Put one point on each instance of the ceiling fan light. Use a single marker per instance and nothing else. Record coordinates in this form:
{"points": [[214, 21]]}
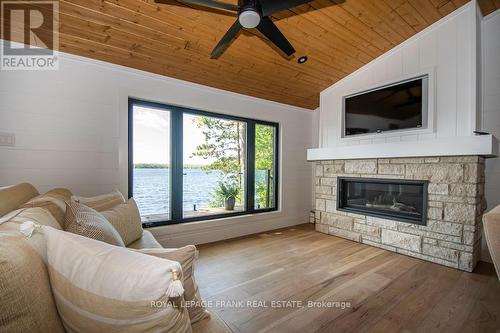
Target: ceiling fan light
{"points": [[249, 19]]}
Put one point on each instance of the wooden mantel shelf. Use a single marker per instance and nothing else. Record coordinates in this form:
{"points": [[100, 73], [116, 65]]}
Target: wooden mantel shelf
{"points": [[482, 145]]}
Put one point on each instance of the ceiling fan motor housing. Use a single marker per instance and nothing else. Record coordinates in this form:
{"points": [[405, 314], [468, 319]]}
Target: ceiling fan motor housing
{"points": [[249, 15]]}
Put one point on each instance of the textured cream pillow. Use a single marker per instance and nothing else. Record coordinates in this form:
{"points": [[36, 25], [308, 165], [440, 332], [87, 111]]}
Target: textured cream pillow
{"points": [[85, 221], [104, 288], [126, 220], [54, 201], [101, 202], [186, 256], [27, 304]]}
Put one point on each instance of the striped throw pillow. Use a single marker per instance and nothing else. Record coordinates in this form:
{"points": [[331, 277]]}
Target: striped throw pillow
{"points": [[186, 256], [102, 288], [126, 220], [101, 202], [85, 221]]}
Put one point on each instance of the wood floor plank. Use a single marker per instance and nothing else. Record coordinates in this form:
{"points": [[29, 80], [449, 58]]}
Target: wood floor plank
{"points": [[386, 291]]}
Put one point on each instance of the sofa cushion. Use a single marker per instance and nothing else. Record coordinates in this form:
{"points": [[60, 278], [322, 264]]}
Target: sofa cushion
{"points": [[53, 200], [126, 220], [11, 197], [101, 202], [103, 288], [10, 223], [147, 241], [186, 256], [491, 222], [85, 221], [27, 304]]}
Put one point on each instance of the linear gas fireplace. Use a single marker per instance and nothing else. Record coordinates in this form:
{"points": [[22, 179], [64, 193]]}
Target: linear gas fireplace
{"points": [[396, 199]]}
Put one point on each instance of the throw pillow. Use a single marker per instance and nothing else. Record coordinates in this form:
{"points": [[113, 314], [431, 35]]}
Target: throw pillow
{"points": [[125, 218], [85, 221], [186, 256], [53, 200], [27, 303], [102, 288]]}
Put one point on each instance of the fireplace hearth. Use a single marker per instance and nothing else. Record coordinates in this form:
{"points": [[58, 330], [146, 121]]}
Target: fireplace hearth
{"points": [[394, 199]]}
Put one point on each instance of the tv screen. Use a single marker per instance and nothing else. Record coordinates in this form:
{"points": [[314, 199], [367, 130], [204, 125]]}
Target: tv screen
{"points": [[395, 107]]}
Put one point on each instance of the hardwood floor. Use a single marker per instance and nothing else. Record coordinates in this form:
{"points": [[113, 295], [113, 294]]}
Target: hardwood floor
{"points": [[387, 292]]}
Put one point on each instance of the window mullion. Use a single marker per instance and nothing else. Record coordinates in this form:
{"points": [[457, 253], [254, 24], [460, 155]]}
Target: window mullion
{"points": [[250, 188], [176, 171]]}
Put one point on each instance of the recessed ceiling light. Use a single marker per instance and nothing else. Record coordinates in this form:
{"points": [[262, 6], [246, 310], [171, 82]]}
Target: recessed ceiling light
{"points": [[302, 60]]}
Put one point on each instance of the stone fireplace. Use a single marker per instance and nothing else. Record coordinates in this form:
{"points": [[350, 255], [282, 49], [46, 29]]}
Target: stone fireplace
{"points": [[378, 213], [396, 199]]}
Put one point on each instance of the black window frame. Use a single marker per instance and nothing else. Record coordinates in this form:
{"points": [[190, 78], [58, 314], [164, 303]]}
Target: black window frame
{"points": [[176, 161]]}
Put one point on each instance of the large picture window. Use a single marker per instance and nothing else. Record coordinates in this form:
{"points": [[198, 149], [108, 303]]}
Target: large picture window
{"points": [[190, 165]]}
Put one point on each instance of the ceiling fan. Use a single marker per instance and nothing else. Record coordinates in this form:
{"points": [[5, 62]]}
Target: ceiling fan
{"points": [[251, 14]]}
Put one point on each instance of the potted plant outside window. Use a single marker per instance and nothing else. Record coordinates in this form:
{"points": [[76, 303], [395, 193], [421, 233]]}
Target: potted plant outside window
{"points": [[228, 191]]}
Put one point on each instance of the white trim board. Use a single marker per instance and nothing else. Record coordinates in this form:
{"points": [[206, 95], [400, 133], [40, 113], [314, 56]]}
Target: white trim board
{"points": [[483, 145]]}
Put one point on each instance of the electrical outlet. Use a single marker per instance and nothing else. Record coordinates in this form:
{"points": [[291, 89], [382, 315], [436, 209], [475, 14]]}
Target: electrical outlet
{"points": [[7, 139]]}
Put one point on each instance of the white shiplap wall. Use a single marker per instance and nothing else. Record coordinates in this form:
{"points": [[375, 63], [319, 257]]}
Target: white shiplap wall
{"points": [[446, 50], [71, 131], [491, 99]]}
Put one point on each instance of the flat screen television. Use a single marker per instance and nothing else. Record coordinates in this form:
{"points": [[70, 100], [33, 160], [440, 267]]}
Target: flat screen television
{"points": [[399, 106]]}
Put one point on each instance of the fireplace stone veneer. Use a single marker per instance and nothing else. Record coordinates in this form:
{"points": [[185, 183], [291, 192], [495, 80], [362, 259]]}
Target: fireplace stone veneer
{"points": [[455, 203]]}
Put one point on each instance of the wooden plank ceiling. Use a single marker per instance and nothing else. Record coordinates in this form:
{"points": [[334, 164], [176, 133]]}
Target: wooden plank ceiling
{"points": [[176, 41]]}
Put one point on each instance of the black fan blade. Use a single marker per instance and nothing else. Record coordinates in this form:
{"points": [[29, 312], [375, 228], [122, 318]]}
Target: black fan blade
{"points": [[269, 7], [206, 3], [226, 40], [271, 31]]}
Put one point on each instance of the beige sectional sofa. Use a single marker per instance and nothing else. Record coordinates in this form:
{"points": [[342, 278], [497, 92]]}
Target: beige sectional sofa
{"points": [[27, 303]]}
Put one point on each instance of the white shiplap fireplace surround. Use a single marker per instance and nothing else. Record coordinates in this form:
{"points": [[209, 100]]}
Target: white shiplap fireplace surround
{"points": [[447, 154]]}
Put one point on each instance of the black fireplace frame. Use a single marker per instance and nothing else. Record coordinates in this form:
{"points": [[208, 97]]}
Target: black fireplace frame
{"points": [[388, 216]]}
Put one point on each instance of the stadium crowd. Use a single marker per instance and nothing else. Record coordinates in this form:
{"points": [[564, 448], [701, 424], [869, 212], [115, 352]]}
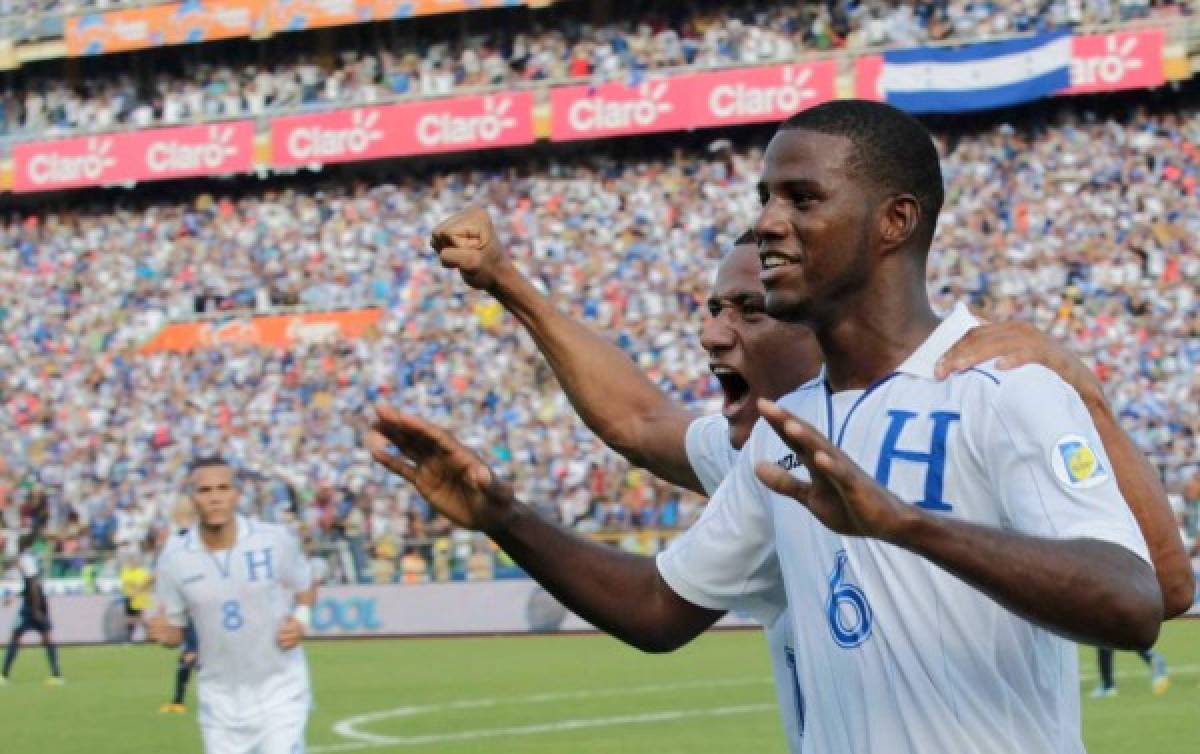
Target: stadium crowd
{"points": [[701, 34], [1086, 226]]}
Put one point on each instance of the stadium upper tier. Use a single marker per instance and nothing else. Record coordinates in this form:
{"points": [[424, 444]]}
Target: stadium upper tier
{"points": [[1084, 225], [557, 46], [95, 27]]}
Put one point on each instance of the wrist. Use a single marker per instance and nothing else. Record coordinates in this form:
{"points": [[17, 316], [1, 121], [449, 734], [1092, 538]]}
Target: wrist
{"points": [[303, 615], [504, 280], [912, 527], [505, 513]]}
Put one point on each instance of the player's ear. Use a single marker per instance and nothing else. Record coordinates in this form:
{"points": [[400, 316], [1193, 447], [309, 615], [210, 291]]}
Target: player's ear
{"points": [[899, 217]]}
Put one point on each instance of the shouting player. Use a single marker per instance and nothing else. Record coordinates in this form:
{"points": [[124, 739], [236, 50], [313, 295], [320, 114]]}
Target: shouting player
{"points": [[34, 615], [1035, 532], [245, 586]]}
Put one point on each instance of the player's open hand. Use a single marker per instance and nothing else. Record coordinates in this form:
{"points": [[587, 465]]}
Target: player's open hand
{"points": [[467, 241], [1013, 345], [289, 634], [447, 474], [840, 495]]}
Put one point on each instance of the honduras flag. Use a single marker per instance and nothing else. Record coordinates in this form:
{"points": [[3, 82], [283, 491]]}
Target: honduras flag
{"points": [[978, 76]]}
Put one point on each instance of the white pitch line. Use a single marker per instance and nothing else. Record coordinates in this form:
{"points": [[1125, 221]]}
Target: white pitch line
{"points": [[361, 740], [543, 728]]}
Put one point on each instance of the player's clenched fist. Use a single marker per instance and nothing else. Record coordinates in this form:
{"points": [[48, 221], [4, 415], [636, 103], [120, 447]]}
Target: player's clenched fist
{"points": [[160, 630], [291, 633], [467, 241], [447, 474]]}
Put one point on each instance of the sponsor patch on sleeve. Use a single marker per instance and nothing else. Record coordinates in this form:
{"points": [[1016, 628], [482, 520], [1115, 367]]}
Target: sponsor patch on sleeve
{"points": [[1075, 464]]}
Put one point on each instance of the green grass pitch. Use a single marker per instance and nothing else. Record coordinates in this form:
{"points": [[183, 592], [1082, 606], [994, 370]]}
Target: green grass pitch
{"points": [[531, 695]]}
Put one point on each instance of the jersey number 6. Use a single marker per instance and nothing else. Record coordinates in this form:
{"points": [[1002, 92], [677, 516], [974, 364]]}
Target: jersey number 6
{"points": [[849, 612]]}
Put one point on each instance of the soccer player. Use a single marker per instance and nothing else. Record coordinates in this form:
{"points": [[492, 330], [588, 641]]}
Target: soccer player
{"points": [[246, 587], [923, 623], [33, 616], [1159, 678]]}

=-=-=

_BRIEF_
Starting with the line that contains "Put one point on each instance of the jersey", repeat each line through the last one exactly as it appears. Include both ends and nothing more.

_THE OUTPUT_
Put one point on each instance of the jersey number 6. Use a single marker per instance and nothing else. Record coordinates in this form:
{"points": [[1002, 92], [677, 516], [974, 364]]}
Target: jersey number 6
{"points": [[849, 612]]}
Put one point on each instance of the soccer player. Use a single marker per instance and nothing else. Record coordinates in this form:
{"points": [[492, 330], [588, 641]]}
Target: soccer player
{"points": [[246, 587], [923, 623], [33, 616], [1159, 678]]}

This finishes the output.